LISTA ZADAŃ ::
[A] Za pomocą jakiej techniki, według tekstu o sile sugestii, skanowano mózgi uczestników w trakcie degustacji?
[B] Proszę powtórzyć z tekstu o sile sugestii dosłownie wszystko, począwszy od słów „Do niedawna uważano, że” aż do słów „jaki postrzegamy otoczenie.”.

WYBRANY FRAGMENT ::
================

Go to the store in English language version dedicated to your location Change Cancel
Strona główna/Blog/ ~ PUBLICYSTYKA ~ /Czy drogie wino smakuje lepiej? O sile sugestii

Czy drogie wino smakuje lepiej? O sile sugestii

~ PUBLICYSTYKA ~ 20 kwietnia 2017 Brak komentarzy

Do niedawna uważano, że ludzie (oraz zwierzęta) podejmują decyzje na skutek aktywacji neuronów w mózgu, pobudzanych zewnętrznymi bodźcami. Schemat ten zakładał, że docierające do mózgu za pośrednictwem neuronów czuciowych bodźce wzrokowe, zapachowe czy dotykowe, aktywują obszary mózgu odpowiedzialne za podejmowanie decyzji. Tymczasem okazuje się, że w wielu przypadkach może być całkowicie odwrotnie. Hendrikje Nienborg i Bruce Cumming z National Eye Institute wykazali, że każda podjęta decyzja zmienia aktywność neuronów czuciowych, które odtąd uważają ją za decyzję właściwą. Wpływa to na sposób w jaki postrzegamy otoczenie.

Drogie wino jest dobre, bo jest… drogie

Doktor Hilke Plassmann z INSEAD oraz Bernd Weber z Uniwersytetu w Bonn w swoich badaniach udowodnili, że u osób przekonanych, że piją drogie wino, może zmienić się reakcja mózgu na smak. Naukowcy przeprowadzili eksperyment, w którym grupę badanych poczęstowano kilkoma rodzajami win. Powiedziano im, że ich cena wynosiła od 5 do 90 dolarów. W trakcie degustacji mózgi uczestników były skanowane za pomocą techniki neuroobrazowania MRI. W rzeczywistości badanym podano jedynie trzy rodzaje win, w cenie niskiej i wysokiej. Wina, o którym uczestnikom powiedziano, że były najdroższe, smakowały im najbardziej. Przekonanie na temat ceny miało więc wpływ na ich ocenę smaku, co potwierdziły dodatkowo skany. Gdy badani pili tanie wina, przekonani, że jest to produkt z górnej półki, w ich mózgach aktywował się tzw. obszar nagrody. Wyniki tych badań potwierdzają, że sugestia ma wpływ na rzeczywisty odbiór bodźców, w tym przypadku smakowych.

================

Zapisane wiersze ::
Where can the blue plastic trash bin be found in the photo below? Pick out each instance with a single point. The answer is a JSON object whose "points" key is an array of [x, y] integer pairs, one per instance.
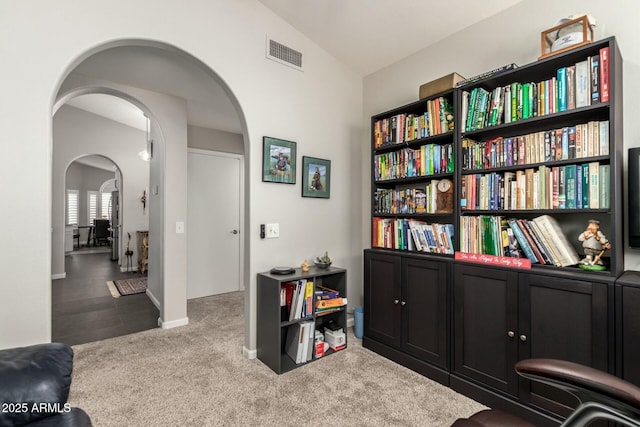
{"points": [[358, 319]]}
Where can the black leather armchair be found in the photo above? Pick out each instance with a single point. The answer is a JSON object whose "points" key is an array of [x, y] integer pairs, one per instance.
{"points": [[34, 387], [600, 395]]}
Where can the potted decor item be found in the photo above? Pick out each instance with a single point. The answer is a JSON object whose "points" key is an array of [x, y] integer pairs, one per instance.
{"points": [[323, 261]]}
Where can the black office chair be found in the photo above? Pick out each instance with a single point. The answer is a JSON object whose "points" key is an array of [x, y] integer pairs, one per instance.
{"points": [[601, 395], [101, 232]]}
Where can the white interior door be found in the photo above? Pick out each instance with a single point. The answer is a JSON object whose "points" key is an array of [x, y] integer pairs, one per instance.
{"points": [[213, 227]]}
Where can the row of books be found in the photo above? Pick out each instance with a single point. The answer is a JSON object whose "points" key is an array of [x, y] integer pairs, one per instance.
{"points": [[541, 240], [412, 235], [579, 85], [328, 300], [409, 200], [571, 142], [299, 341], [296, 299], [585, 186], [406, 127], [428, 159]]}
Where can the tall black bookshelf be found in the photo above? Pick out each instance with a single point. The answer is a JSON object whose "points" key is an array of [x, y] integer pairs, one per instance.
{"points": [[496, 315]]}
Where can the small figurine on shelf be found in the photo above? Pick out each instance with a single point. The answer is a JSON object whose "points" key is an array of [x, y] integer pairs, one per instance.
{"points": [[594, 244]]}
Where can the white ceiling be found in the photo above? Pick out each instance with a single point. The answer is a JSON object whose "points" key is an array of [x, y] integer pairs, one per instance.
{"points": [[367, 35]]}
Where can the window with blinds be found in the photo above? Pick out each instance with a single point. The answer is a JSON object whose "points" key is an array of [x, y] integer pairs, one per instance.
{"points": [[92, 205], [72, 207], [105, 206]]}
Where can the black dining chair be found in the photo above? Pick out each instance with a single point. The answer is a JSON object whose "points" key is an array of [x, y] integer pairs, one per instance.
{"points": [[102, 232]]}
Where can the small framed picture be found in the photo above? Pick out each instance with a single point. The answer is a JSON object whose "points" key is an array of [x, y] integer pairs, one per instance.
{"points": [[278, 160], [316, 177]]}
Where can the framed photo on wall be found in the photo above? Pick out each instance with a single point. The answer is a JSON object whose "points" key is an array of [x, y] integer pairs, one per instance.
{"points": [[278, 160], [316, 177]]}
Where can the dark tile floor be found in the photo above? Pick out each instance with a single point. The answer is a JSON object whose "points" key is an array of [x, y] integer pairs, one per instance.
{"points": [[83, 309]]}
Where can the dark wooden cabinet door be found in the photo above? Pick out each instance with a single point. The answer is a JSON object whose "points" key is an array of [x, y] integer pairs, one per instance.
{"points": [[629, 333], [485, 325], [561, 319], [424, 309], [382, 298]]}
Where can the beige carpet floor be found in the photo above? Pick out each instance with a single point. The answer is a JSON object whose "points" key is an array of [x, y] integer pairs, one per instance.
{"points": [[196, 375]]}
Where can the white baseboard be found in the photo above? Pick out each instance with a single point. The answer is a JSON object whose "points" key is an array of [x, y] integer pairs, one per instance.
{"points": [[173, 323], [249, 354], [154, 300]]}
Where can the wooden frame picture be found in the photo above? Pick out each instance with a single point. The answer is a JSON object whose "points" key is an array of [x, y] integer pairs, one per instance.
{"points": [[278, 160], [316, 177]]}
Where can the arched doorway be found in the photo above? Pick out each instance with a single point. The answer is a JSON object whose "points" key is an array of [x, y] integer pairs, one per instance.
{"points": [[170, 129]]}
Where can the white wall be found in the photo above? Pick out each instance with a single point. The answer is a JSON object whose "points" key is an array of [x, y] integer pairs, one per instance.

================

ROZWIĄZANIA ZADAŃ ::
[A] Za pomocą techniki neuroobrazowania MRI.

[B]
Do niedawna uważano, że ludzie (oraz zwierzęta) podejmują decyzje na skutek aktywacji neuronów w mózgu, pobudzanych zewnętrznymi bodźcami. Schemat ten zakładał, że docierające do mózgu za pośrednictwem neuronów czuciowych bodźce wzrokowe, zapachowe czy dotykowe, aktywują obszary mózgu odpowiedzialne za podejmowanie decyzji. Tymczasem okazuje się, że w wielu przypadkach może być całkowicie odwrotnie. Hendrikje Nienborg i Bruce Cumming z National Eye Institute wykazali, że każda podjęta decyzja zmienia aktywność neuronów czuciowych, które odtąd uważają ją za decyzję właściwą. Wpływa to na sposób w jaki postrzegamy otoczenie.